═════ INFORMATION GIVEN

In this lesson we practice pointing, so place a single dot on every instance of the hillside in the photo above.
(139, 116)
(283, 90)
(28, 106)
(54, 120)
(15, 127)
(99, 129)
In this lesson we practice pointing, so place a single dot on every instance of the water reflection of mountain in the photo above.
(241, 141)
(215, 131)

══════════
═════ INFORMATION GIVEN

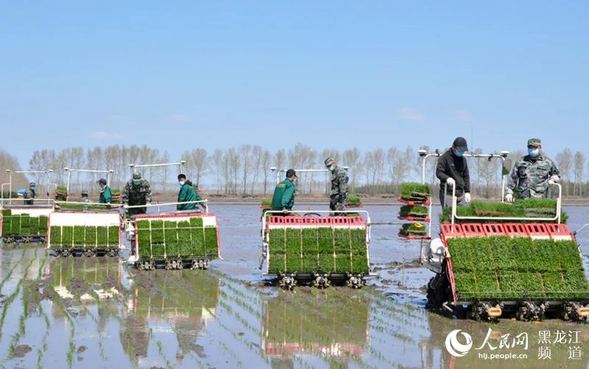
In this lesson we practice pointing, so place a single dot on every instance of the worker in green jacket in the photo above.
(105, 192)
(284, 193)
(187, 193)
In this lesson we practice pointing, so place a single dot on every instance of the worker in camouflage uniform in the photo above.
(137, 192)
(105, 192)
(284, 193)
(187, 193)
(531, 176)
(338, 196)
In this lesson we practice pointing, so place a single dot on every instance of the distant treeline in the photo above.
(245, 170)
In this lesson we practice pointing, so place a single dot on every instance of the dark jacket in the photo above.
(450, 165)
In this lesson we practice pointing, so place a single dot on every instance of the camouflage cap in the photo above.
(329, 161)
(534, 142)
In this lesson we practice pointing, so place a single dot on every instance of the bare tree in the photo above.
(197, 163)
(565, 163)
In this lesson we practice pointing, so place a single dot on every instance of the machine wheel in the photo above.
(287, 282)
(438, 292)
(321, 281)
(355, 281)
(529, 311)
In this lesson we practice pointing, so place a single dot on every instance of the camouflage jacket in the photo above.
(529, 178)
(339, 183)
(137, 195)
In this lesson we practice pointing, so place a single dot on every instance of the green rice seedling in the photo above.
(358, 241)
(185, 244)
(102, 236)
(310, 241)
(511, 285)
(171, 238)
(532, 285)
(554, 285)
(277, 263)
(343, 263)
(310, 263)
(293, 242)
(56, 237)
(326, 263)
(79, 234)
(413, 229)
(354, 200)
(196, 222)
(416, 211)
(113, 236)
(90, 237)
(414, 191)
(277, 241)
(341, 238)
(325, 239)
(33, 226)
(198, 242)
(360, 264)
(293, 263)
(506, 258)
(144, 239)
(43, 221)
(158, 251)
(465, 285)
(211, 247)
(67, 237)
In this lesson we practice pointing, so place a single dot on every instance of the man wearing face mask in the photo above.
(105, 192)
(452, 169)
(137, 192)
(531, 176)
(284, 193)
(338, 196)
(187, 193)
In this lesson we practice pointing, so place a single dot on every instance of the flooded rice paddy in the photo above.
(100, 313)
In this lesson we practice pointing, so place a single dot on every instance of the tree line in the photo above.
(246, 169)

══════════

EXERCISE INSTRUCTIONS:
Pick out every line in the records that contains the word "green".

RESPONSE:
In this lesson we practice pointing, so place a single dot on every instance of the worker in green jacket in the photo above.
In this lesson we practice pointing, so place a single dot on every instance of the green rice seedling in the photo above.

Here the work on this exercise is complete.